- [Exercise]: Extend the chronology below on Cuba's economy, foreign trade, and Soviet aid, adding further entries that pick up after its last one.

- [Document extract]:
Estimated debt service (principal and interest) in 1971 is $131 million. (Losman 43, citing Economist Intelligence Unit)
Cuba experiences negative growth of 1.2 percent per year over 1960-71 period. (Losman 37, citing World Bank Atlas, 1973)
In the mid-1970s, a sharp rise in world sugar prices boosts Cuban hard-currency reserves and allows Cuba to increase trade with nonsocialist countries in the West. "The message to Western countries was clear: when possible Cuba chose to trade with the West." (Kaplowitz and Kaplowitz, 60)
In 1983, USSR is said to pay up to five times world price for Cuban sugar. "Such guaranteed Soviet purchases, along with [supply to Cuba of] 16 million metric tons of oil at $16 a barrel, help lift Soviet aid to a level Western economists put at about $4 billion this year, about a quarter of the Cuban gross national product. Cuban officials have told Western bankers that none of the Soviet aid goes for arms, which they said Moscow gives for free." Soviet official claims, "We find it hard to quantify the precise level of our aid to Cuba. But annually it amounts to between $2bn-$3bn which is lower than the Americans think." Other estimates put the value of Soviet subsidies as high as $6 billion annually. (Washington Post, 4 June 1983, A15; Financial Times, 3 March 1990, 6; Purcell 44)
According to US Treasury Department, trade between US foreign subsidiaries and Cuba averaged $260 million from 1982 to 1987. (Journal of Commerce, 12 April 1990, 5A)

- [Dataset]:

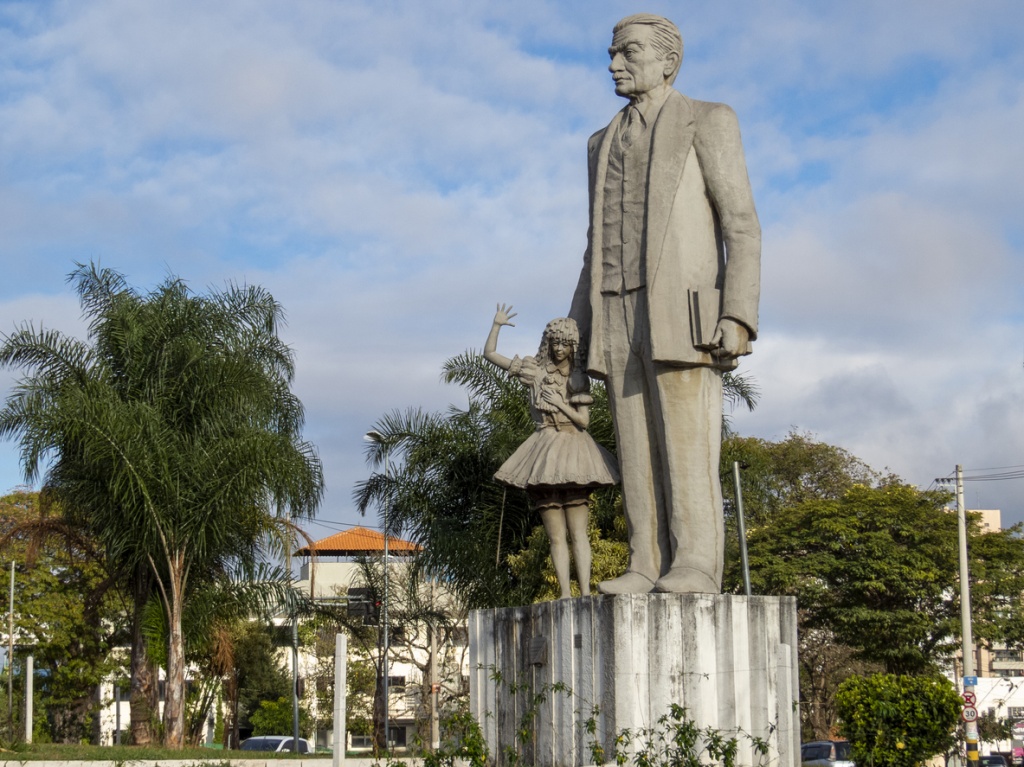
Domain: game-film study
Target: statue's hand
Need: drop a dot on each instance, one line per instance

---

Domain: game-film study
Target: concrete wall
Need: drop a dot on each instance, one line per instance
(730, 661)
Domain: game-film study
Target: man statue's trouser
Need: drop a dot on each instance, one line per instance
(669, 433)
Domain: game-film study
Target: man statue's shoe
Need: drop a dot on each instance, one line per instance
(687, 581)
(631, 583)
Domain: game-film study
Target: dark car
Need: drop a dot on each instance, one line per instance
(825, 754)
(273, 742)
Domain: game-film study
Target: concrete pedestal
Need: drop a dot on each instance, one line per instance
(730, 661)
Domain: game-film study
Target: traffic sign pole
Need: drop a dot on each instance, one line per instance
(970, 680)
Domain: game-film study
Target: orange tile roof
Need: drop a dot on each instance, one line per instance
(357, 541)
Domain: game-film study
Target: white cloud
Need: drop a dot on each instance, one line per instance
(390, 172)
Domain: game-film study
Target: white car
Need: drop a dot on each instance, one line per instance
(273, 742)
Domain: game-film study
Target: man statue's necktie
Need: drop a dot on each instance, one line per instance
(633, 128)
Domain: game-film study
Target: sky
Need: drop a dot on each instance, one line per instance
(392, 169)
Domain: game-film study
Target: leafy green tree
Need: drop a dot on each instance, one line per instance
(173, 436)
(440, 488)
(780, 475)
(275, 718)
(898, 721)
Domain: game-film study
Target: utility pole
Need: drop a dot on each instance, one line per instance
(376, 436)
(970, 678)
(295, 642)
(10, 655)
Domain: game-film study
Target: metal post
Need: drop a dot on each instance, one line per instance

---

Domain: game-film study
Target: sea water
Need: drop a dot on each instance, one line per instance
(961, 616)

- [Written reply]:
Although USSR has reportedly suspended Cuba's payments on its $9 billion debt, report prepared for Cuba's Paris Club creditors indicates that it will restart payments in 1986. Cuba's total Soviet bloc debt is estimated to be $22 billion. (Washington Post, 5 June 1985, A29; New York Times, 5 June 1985, D1)
A 1988 study estimates that US embargo has cost US firms $30 billion in lost exports over 25 years. (Cuban Studies Program, 8)
USSR depends on Cuba for 33 percent of its sugar, 40 percent of its nickel, most of its citrus. (Financial Times, 3 March 1990, 6)
In April 1990, Cuba signs one-year trade agreement with the USSR; the two countries appoint "special committee … to study future economic ties, which the Soviets say they want to make more efficient." Soviets reportedly want to move to hard-currency-based trade within five years. (Wall Street Journal, 19 April 1990, A11)
Cuban officials estimate that US sanctions have cost its economy $15 billion from 1961 to 1991; Cuban Ambassador to the UN Fernando Remirez de Estenoz estimates that US sanctions cost Cuba $970 million in 1993. (Journal of Commerce, 1 November 1991, 3A; Washington Post, 27 October 1994, A18)
Foreign Minister Roberto Robaína reveals in 1993 that the shipping provisions of the Cuban Democracy Act are having a serious effect on the economy, particularly on food imports. (Jenkins and Haines, 42)
"The loss of East European markets and lower deliveries of Soviet oil after August 1990 caused a generalized crisis for the Cuban economy. With foreign exchange cut by around 80%, shortages of inputs, spare parts and capital were acute. The economy contracted by 34% from 1990 to 1994." (Economist Intelligence Unit Country Profile, 1996-97, 11)
"The decision by the former CMEA countries to carry out their trade in convertible currency from 1991 threw Cuba's trading relations into disarray. By 1992 the value of total trade turnover (exports plus imports) between Cuba and the former Soviet bloc countries had fallen to only $830m, or roughly 8% of its 1989 level." (Economist Intelligence Unit Country Profile, 1996-97, 34)
Subsidiaries of US companies exported $700 million to Cuba in 1990, up from an average of $270 million over the previous decade. (Kaplowitz and Kaplowitz, appendix; Journal of Commerce, 11 June 1992, 10A)
Cuba owes Japan $2 billion in loans, which have not been repaid since Japan rescheduled the debt in 1989. (Journal of Commerce, 14 December 1995, 2A)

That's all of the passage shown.